- _Exercise requirements_:
Rewrite the part of the listing below that opens with the line containing "Reviewer note: check that each instance of the airline logo" and closes at the end of the listing, including the requests, and raise every x and y coordinate in the answers by 114. Leave the pictures out.

Extracted records

— Start —

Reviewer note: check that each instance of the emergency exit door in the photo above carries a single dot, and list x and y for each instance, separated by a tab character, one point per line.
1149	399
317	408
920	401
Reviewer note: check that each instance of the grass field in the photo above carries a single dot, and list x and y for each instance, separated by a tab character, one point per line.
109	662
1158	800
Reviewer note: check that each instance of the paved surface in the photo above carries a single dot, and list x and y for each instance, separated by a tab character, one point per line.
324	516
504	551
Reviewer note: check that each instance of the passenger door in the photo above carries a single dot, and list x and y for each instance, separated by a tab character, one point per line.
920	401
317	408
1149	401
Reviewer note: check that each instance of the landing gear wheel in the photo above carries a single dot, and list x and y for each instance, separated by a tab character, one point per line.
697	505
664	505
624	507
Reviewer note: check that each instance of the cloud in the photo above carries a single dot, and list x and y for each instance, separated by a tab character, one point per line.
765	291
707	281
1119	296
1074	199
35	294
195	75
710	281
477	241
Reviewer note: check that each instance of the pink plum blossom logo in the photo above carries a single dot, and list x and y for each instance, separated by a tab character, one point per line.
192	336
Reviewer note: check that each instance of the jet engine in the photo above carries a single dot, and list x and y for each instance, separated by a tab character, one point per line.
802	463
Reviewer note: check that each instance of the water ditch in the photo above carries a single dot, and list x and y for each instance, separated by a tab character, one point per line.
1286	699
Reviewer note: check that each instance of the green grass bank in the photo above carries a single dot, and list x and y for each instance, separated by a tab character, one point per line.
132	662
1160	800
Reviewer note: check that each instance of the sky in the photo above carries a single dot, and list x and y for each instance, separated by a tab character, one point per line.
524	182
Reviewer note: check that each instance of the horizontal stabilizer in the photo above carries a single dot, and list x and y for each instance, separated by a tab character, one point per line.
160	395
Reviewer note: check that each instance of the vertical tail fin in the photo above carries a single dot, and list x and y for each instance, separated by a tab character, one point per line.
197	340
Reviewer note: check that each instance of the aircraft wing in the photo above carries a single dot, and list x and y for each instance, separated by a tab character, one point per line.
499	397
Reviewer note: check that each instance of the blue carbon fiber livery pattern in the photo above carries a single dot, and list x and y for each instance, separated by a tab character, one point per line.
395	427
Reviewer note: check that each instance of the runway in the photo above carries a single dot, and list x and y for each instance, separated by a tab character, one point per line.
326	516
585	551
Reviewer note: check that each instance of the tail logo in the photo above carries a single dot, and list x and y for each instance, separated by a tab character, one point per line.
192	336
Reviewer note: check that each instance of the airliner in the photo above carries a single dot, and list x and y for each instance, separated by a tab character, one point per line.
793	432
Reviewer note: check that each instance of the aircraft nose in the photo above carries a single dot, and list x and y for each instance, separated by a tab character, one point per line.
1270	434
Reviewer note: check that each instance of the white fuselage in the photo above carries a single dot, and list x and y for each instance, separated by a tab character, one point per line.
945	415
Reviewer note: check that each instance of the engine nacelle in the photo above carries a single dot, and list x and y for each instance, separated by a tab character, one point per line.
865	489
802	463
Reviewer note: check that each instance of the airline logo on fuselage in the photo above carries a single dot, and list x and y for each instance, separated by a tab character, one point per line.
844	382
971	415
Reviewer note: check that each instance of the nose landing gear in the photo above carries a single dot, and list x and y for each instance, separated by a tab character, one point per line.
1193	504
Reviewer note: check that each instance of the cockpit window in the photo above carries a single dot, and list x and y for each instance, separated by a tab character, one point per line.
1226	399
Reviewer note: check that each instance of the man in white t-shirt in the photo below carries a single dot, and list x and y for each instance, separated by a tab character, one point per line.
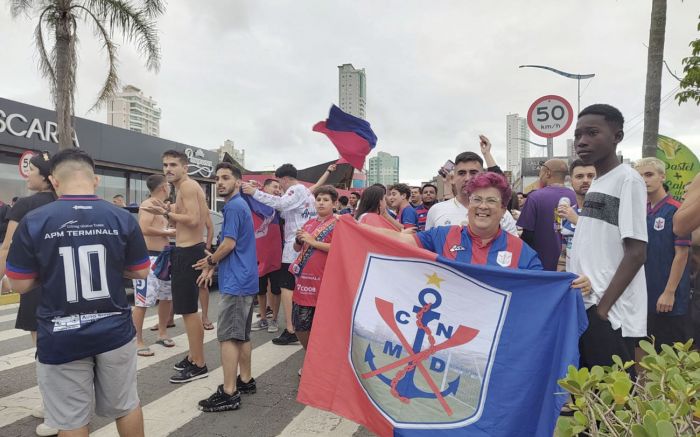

— End —

- _Full response_:
Reviewer note: check that each instance of the airline logo on fuselage in the photo above carries a single dot, and list x and y for each instance, separated by a tab character, one point per line.
958	496
1085	529
Reviewer note: check that each instance of the nose landing gear in the photo above carries a single dot, and list x and y for each instance, separated by a tab character, one point per line.
1307	618
Reviewer note: check that each instance of the cockpit window in the photo above carries a single dot, and list x and y for each instance, separated by a tab character, one point per line.
1340	513
Reviewer note: check that each instance of the man in white t-shirt in the photo below carries a single dot, and list x and y for each instance, separated by a tab character, one point per line.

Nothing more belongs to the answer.